> [Required actions]
A - Answer these questions from the blog post on public investment:
(i) According to the post, what is the country's biggest deficit?
(ii) In which decade does the post say America used to make a lot of public investments?
(iii) Based on the 2020 report, what is the average public return for every public dollar invested in infrastructure?
B - Write the next part of the blog post on public investment, starting after its final sentence.

From Robbert Reich Blog
America has a deficit problem. But the country's biggest deficit isn't the federal budget deficit. It's the deficit in public investment.
The public investment deficit is the gap between what we should be investing in our future on infrastructure, education, and basic research and the relatively little we are investing.
Increasing public investment needs to be a major goal of the Biden administration.
Public investment is similar to private investment in that we invest today because of the payoff in the future. The difference is public investment pays off for all of us, for America.
In the 1960s, we used to make a lot of public investments. But they've been steadily declining ever since.
That decline has been largely driven by so-called "deficit hawks" who argue against more federal spending. But as I've been saying for years, reducing the federal deficit just for the sake of reducing it makes no sense.
Any business person knows that you borrow money for the sake of investing in the future of your business. Those are wise borrowings. Because then you can pay those debts off when they get bigger.
A national economy works exactly the same way. It doesn't matter that we're borrowing money, if we're investing those monies that we borrowed from abroad in education, training, infrastructure, factories but we're not.
The public return on infrastructure investment, based on 2020 report taking into account the pandemic, averages $2.70 for every single public dollar invested yet we haven't made those investments. Our infrastructure today is crumbling.

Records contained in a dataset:
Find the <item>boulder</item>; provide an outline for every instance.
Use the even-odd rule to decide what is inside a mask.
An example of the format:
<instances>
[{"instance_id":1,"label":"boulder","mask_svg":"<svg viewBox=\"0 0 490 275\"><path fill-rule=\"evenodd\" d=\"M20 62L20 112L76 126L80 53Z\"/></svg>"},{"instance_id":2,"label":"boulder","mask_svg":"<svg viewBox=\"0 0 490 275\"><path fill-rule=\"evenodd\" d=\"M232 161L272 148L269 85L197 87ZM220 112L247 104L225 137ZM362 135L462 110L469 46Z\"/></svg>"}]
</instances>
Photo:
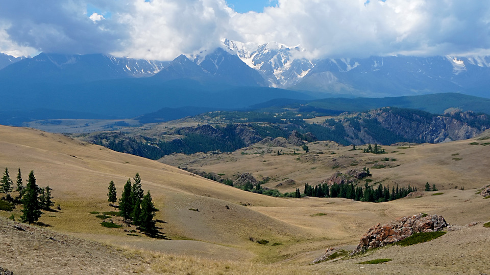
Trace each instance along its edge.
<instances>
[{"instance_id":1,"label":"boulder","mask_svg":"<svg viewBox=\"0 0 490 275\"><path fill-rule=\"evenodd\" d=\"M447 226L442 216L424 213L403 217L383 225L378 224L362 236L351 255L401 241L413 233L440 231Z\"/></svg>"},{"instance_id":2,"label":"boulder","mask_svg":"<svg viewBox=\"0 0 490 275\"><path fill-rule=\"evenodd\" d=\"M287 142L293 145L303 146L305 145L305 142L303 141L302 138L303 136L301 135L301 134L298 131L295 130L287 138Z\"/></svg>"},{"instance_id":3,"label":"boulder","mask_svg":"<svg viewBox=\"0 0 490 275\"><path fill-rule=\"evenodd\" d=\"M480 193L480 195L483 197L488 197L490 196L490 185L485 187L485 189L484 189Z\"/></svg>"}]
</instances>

> [Results]
A -
(i) The deficit in public investment.
(ii) The 1960s.
(iii) $2.70.

B -
The return on early childhood education is between 10 and 16 percent but only a handful of our children have access to early childhood education.
Public investment on clean energy has an annual return of over 27 percent. But federal tax breaks favor fossil fuels over renewables by about 7 to 1.
The public return on investments in basic research and development are huge. America's competitiveness depends on them, because no individual company has an incentive to make them. The lithium-ion battery that powers iPhones and electric cars was developed by federally sponsored materials science research, while the Internet itself was borne out of the Advanced Research Projects Administration.
And yet in recent years, public investment in basic research has declined as well.
Are you seeing a pattern yet? Federal investments in all these areas have shrunk even though the payoffs from these investments are gigantic, and the costs of not making them are astronomical. American productivity is already suffering.